## DATASET EXCERPTS

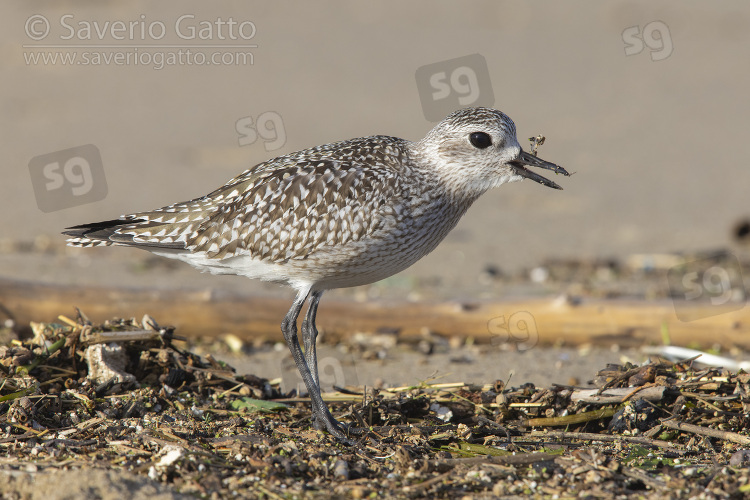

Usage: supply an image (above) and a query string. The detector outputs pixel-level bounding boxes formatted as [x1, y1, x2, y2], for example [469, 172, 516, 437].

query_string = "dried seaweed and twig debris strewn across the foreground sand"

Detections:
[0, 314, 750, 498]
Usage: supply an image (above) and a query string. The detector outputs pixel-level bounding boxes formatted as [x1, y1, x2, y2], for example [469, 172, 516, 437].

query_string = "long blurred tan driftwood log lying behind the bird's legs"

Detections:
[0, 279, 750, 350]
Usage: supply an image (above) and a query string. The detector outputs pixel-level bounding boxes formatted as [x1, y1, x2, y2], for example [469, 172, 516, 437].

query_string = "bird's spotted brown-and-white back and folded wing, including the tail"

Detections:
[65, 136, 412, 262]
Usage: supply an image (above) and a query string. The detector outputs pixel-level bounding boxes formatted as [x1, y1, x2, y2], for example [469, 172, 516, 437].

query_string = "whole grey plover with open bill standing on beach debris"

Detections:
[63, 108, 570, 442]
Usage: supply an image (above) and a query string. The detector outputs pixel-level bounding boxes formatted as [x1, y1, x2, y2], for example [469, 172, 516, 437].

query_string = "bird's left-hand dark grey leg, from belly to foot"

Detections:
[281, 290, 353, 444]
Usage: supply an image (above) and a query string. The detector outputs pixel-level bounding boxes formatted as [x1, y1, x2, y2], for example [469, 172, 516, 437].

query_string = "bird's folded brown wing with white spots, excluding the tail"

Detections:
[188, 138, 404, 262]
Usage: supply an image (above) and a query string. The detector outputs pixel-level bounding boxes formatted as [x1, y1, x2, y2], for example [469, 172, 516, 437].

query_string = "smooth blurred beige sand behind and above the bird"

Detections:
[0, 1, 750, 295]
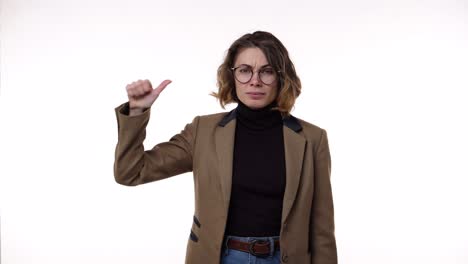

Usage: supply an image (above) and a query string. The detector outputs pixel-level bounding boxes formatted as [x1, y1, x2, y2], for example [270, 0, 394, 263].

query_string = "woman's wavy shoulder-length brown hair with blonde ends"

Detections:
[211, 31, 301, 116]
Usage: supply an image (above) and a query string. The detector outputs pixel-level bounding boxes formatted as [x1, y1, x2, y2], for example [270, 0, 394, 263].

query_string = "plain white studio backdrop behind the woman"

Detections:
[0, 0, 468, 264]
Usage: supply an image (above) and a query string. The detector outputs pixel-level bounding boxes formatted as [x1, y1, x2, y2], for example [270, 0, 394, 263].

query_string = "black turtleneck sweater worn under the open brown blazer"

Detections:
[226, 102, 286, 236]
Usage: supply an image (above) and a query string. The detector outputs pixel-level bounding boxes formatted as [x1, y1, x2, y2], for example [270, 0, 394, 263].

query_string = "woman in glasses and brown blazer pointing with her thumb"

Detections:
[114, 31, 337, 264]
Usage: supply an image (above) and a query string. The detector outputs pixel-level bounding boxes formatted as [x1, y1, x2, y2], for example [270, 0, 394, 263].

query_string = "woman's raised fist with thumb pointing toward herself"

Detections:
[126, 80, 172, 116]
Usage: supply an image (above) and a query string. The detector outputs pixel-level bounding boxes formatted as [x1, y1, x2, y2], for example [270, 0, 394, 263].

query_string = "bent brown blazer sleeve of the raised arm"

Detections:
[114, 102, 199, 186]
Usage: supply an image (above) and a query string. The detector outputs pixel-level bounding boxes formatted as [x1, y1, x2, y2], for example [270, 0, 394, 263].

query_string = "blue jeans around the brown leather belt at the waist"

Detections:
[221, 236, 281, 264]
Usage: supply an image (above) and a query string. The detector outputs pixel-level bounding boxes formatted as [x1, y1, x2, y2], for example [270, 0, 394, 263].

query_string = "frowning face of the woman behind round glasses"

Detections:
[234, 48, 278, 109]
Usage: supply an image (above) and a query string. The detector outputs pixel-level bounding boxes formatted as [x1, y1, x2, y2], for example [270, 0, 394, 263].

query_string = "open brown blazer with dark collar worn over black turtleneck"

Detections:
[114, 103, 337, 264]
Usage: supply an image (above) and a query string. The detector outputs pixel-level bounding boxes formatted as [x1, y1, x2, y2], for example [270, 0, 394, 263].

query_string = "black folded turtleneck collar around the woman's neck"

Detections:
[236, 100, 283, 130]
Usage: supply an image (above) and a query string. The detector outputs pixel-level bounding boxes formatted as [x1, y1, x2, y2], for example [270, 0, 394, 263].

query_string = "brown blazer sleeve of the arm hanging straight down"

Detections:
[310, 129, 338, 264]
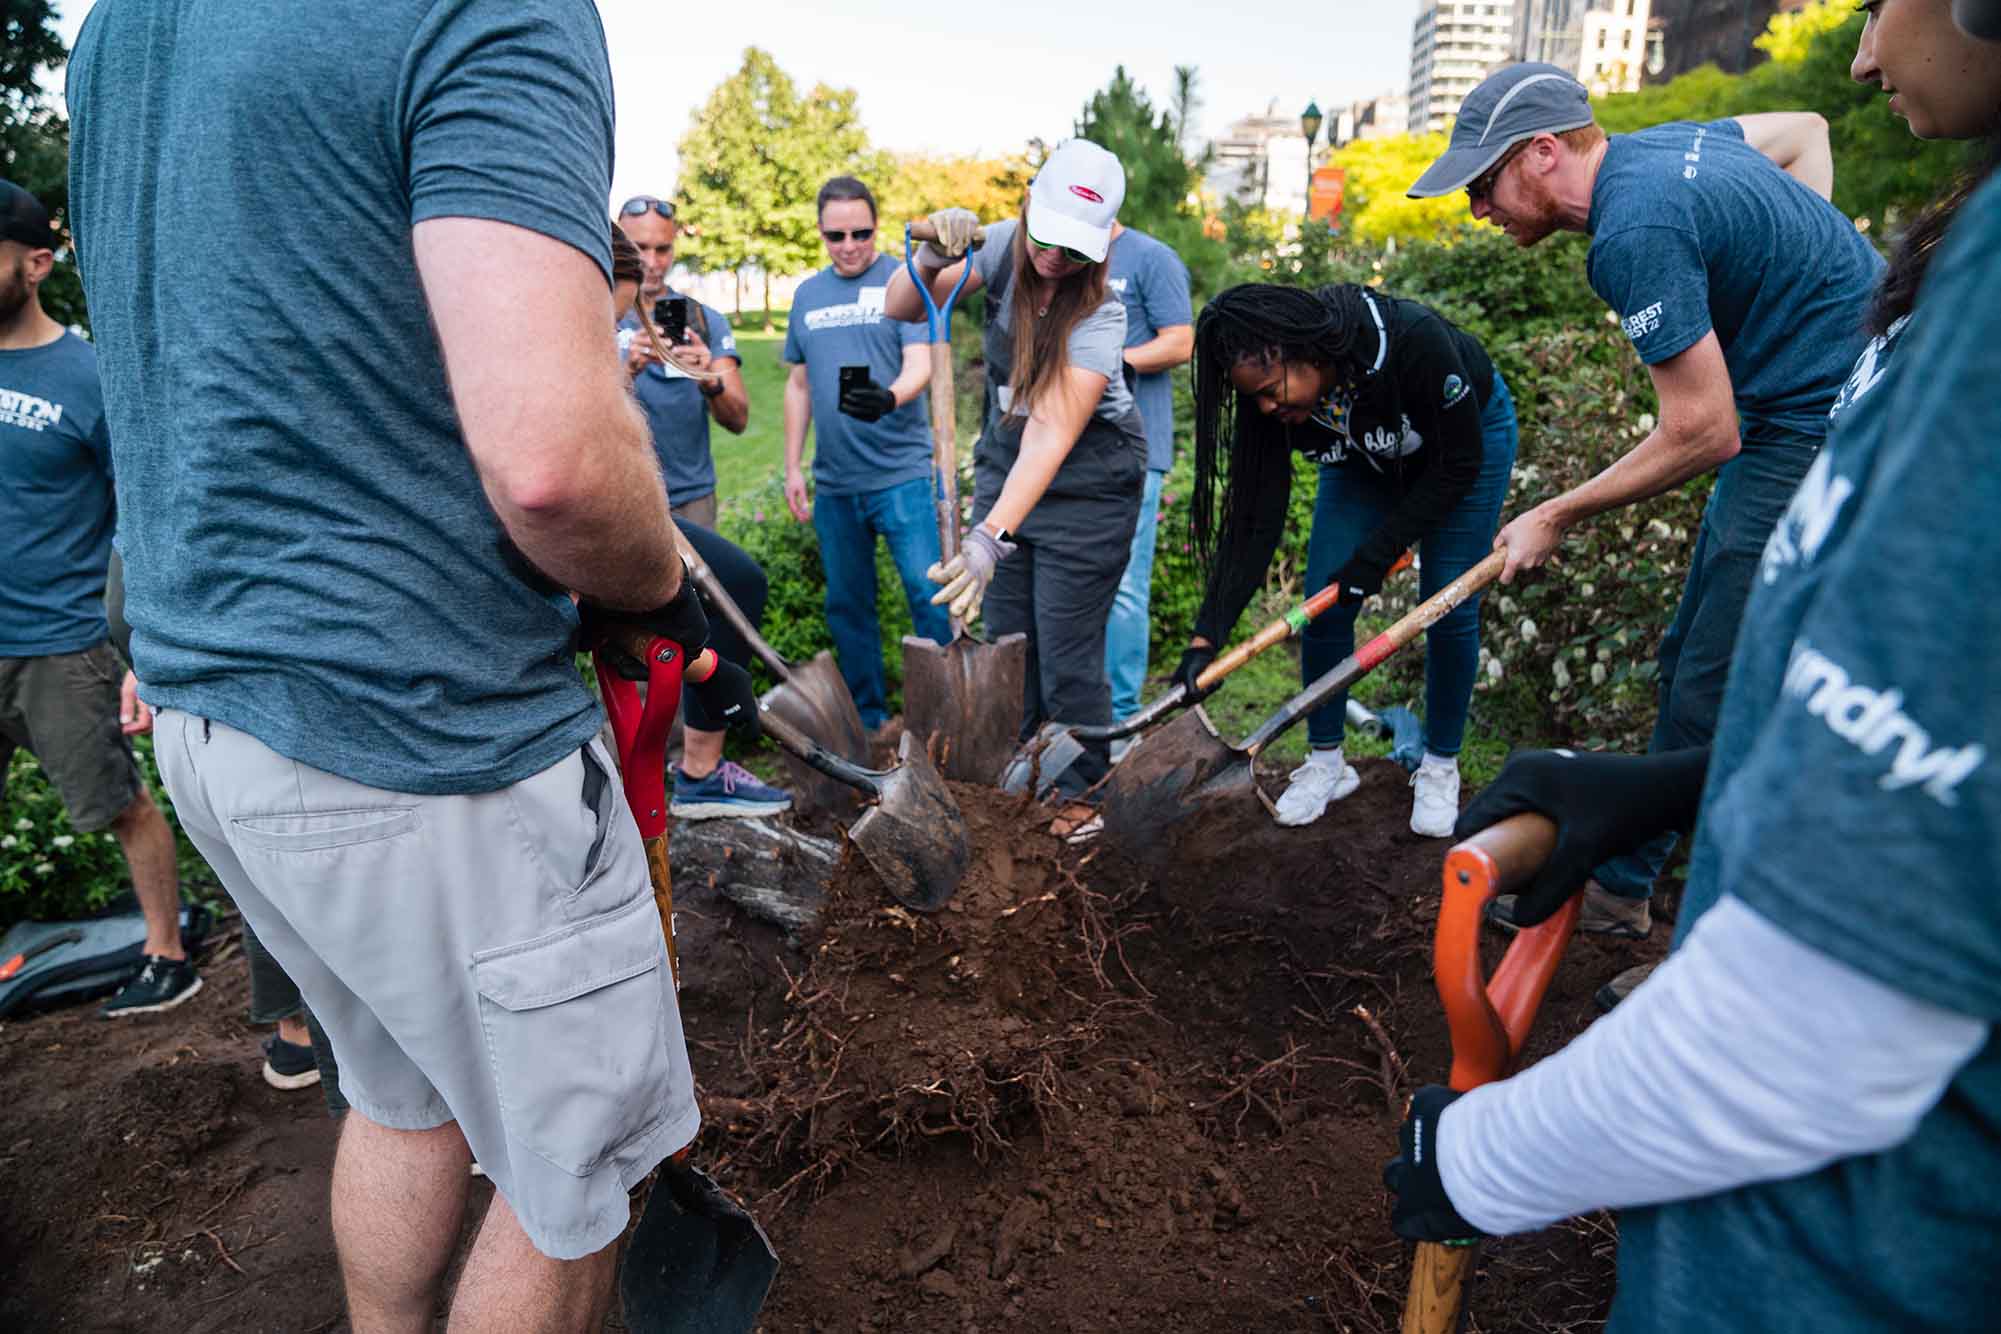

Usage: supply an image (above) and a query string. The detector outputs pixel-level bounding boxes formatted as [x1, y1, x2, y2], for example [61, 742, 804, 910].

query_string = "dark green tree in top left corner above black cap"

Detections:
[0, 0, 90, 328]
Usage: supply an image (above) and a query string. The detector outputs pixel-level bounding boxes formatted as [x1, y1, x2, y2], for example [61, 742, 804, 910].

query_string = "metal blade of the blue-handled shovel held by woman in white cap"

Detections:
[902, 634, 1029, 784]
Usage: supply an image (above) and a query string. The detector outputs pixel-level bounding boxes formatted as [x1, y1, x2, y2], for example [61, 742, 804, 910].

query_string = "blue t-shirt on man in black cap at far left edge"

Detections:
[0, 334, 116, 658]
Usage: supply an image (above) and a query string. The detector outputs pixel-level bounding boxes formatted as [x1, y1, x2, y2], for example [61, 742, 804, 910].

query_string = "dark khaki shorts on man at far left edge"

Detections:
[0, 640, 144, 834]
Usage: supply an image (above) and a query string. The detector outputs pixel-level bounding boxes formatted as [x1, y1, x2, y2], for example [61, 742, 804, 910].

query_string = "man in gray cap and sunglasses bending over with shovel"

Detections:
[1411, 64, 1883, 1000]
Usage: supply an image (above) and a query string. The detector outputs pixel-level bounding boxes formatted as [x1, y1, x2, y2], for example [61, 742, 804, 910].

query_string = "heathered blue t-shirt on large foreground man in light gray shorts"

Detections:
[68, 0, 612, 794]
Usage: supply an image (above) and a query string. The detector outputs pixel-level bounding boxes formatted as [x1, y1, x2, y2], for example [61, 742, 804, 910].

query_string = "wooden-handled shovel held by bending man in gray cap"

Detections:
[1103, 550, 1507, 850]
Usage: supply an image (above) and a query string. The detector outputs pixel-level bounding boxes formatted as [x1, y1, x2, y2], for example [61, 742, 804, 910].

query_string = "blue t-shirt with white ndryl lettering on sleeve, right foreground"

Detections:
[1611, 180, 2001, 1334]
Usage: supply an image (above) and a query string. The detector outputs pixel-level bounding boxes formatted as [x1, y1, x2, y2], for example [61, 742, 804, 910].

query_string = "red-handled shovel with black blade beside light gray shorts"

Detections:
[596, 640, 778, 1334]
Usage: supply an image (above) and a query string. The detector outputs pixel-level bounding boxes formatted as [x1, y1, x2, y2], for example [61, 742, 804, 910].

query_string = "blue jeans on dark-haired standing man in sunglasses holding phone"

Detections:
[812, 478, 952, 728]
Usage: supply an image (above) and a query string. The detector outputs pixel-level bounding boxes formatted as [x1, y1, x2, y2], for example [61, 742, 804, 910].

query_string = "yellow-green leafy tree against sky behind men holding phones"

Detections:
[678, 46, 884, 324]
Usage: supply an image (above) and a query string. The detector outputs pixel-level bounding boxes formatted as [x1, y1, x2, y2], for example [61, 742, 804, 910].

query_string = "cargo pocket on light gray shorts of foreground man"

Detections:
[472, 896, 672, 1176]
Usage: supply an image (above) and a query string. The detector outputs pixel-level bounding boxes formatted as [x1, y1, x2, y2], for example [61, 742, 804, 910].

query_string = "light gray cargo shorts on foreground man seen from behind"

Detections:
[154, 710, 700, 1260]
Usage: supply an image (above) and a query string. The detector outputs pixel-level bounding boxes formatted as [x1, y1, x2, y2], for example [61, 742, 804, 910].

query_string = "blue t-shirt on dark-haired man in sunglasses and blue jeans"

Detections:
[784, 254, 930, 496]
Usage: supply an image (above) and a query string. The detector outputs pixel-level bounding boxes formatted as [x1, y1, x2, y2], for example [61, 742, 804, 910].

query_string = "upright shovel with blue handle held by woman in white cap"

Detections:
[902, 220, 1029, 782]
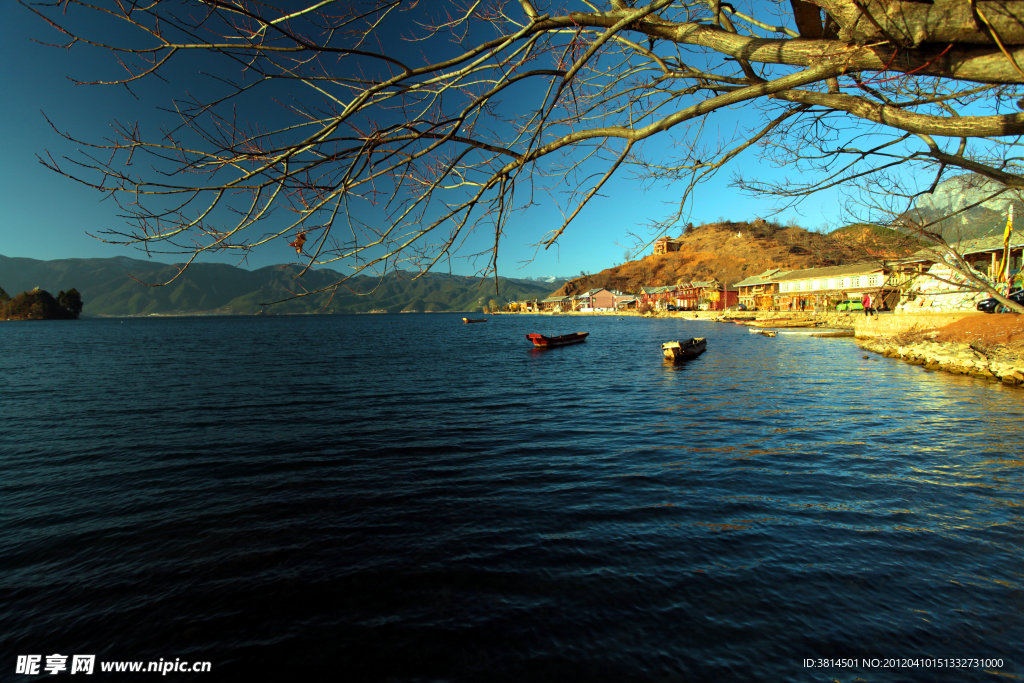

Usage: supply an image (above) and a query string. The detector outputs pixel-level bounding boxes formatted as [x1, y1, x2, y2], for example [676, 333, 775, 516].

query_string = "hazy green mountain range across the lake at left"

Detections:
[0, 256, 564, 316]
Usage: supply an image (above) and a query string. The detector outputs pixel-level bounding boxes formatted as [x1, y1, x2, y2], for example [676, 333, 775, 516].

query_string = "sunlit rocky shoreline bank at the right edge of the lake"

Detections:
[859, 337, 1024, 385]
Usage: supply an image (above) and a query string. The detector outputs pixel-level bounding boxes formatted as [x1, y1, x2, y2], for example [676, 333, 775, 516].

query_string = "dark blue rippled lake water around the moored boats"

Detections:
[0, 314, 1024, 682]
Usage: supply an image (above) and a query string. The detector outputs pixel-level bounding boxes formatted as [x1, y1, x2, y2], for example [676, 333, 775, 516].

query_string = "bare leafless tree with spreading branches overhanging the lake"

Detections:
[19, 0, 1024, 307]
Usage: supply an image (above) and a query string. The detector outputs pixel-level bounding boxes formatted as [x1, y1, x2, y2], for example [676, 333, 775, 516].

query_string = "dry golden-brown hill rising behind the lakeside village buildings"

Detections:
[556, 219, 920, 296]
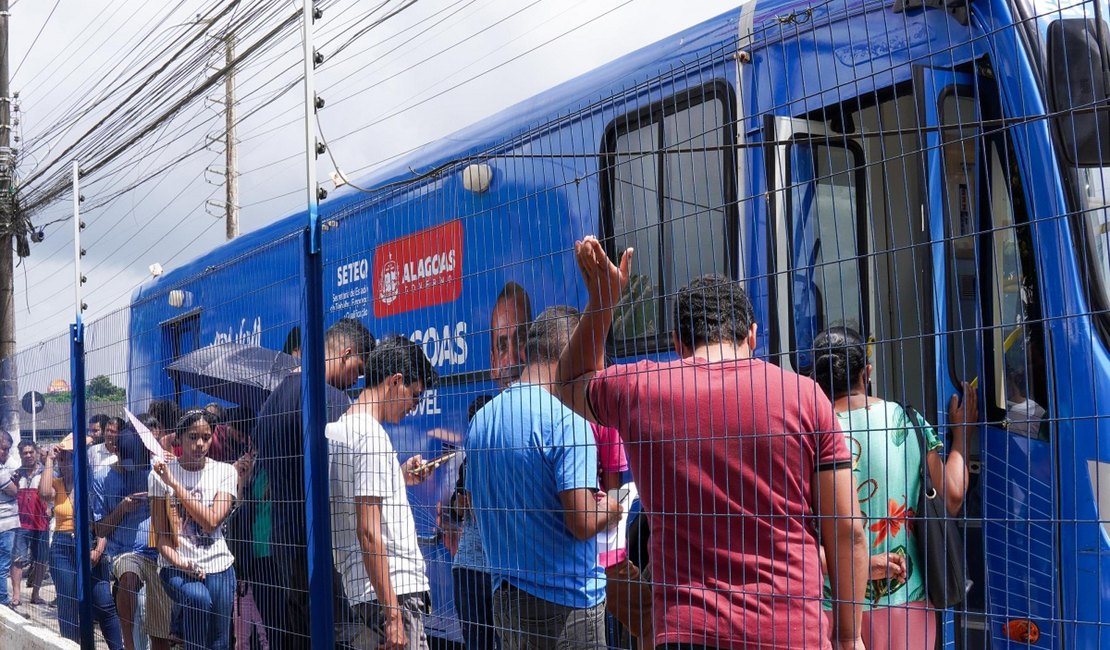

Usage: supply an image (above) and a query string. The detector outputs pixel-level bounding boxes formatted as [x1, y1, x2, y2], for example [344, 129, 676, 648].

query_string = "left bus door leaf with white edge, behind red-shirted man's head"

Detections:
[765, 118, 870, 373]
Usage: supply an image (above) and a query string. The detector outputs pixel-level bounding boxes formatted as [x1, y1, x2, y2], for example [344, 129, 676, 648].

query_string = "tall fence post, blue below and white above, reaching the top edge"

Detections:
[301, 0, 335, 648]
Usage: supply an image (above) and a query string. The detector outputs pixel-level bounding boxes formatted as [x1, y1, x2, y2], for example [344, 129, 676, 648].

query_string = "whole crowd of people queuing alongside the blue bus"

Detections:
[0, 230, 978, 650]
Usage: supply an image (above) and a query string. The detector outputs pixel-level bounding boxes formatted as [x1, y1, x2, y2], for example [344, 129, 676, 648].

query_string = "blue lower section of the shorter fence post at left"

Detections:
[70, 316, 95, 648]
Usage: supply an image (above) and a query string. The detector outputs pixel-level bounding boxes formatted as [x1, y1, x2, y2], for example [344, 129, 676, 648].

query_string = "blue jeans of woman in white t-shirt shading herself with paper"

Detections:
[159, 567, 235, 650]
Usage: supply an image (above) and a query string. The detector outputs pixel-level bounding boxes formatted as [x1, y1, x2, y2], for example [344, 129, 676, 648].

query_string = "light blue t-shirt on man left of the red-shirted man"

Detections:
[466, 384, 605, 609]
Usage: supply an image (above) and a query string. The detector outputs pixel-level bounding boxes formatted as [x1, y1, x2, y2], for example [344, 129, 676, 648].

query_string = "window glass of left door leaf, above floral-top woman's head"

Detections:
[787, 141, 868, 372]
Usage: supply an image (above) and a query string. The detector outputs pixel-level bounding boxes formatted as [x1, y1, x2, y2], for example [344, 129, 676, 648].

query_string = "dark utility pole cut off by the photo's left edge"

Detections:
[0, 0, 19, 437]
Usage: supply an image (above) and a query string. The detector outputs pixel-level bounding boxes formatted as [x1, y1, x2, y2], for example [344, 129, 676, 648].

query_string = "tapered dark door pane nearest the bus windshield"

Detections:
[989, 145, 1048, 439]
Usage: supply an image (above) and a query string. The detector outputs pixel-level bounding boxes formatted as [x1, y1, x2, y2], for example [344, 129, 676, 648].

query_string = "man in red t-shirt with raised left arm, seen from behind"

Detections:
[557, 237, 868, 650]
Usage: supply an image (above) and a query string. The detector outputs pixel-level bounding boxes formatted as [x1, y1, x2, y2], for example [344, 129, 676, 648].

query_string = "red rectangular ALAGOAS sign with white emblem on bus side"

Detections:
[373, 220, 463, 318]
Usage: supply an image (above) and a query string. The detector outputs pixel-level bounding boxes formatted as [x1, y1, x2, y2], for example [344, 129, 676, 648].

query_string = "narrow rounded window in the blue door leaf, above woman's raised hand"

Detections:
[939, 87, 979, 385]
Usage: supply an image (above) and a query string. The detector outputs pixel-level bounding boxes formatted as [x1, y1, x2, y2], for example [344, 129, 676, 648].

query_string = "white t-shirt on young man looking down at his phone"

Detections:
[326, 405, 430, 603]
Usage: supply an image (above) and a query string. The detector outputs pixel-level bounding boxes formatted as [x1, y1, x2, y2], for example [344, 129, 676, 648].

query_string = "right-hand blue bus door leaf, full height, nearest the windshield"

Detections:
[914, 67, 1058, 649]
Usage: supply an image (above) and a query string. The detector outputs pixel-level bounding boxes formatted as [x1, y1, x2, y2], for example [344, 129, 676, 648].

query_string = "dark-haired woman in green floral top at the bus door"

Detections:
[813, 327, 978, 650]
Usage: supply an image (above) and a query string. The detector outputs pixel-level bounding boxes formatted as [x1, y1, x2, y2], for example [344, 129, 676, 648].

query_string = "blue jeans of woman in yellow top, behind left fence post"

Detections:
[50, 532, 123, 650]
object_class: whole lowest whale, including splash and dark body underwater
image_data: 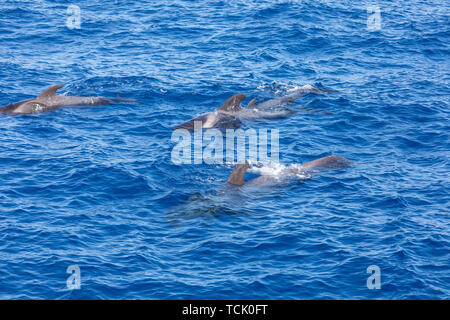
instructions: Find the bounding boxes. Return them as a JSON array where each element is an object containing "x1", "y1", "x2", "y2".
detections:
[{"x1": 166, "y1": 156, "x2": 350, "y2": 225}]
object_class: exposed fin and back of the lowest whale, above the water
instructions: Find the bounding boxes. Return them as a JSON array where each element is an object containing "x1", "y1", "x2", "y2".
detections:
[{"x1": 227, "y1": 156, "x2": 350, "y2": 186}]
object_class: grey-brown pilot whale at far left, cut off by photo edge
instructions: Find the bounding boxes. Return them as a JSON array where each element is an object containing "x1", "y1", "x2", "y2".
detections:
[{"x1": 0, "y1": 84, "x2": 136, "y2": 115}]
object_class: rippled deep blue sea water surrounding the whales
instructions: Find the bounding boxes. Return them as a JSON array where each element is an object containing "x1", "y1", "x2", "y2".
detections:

## EXERCISE DETAILS
Find and show each line of the listing with the word "lowest".

## WRITTEN RESPONSE
object_class: whole lowest whale, including splash and dark body underwater
object_class: exposed fin and back of the lowest whale, above the water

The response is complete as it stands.